▸ **EXCERPT**:
-- Opening Marker --

Meetings

I love getting to see the music therapists I know face-to-face. Tonight some of us met for a Minneapolis music therapists meeting, and I adore how rejuvenated I feel when in the midst of other professionals. One of us shared a template she uses to track her CEUs. We discussed different tactics in working with certain clients. We planned for future months. I was happy to see them all, and am excited to be trying to grow a community, hard though it may be at times.

Tomorrow night

For you Minneapolis/St. Paul area music therapists:

 

Upcoming events at Sound Matters Music Therapy

Meeting of Minneapolis Music Therapists

Wednesday, December 7, 2011

7:30 PM

The Lowbrow

A care center Christmas

I am not sure how the Christmas season has come already. I spent half of my afternoon decorating the care center for Christmas, and the other half preparing invitations to send out to family members of residents who will be performing in a variety ensemble concert in a week. This concert will be the first for our new resident choir and drama club, and only the second time I’ve directed — if you can call it that — the tone chimes ensemble. How I’d love for the Young @ Heart Chorus to be our model, but I’m positive I don’t have the time I’d need to help us come to that.

Either way, happy holidays!

-- Closing Marker --

▸ **ABOUT THIS EXERCISE**:
Answer these questions about the blog posts:
(a) What did one of the music therapists share at the meeting?
(b) At what place and time is the Meeting of Minneapolis Music Therapists on Wednesday, December 7, 2011?
(c) Which two new groups at the care center will have their first concert in the variety ensemble concert?
You won't need the rows that follow this text.

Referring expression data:

-- Opening Marker --

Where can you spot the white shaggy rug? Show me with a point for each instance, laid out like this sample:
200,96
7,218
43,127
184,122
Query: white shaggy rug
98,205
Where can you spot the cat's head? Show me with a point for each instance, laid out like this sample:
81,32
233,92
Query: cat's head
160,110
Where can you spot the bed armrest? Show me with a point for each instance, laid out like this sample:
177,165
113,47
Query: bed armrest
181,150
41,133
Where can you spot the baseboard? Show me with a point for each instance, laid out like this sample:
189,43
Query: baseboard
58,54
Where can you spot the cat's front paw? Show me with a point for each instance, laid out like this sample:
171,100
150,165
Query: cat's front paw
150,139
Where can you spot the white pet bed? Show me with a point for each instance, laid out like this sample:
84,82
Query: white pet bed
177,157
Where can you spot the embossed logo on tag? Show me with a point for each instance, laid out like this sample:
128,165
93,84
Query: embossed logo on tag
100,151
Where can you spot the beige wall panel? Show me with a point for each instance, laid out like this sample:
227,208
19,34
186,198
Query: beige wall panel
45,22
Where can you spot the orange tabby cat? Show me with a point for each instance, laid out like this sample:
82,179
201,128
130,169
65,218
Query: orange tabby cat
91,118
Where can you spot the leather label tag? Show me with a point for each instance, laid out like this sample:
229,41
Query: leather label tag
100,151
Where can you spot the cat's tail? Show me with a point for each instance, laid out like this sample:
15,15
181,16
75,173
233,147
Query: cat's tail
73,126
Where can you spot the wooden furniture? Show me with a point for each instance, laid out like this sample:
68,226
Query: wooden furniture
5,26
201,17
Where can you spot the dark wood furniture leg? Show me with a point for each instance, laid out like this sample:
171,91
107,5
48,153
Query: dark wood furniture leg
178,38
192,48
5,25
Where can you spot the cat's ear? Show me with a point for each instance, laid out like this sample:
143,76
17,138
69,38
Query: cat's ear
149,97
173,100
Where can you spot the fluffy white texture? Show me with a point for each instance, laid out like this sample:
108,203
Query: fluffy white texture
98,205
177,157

-- Closing Marker --

▸ **TASK ANSWER**:
(a) A template she uses to track her CEUs.
(b) The Lowbrow, at 7:30 PM.
(c) The new resident choir and the drama club.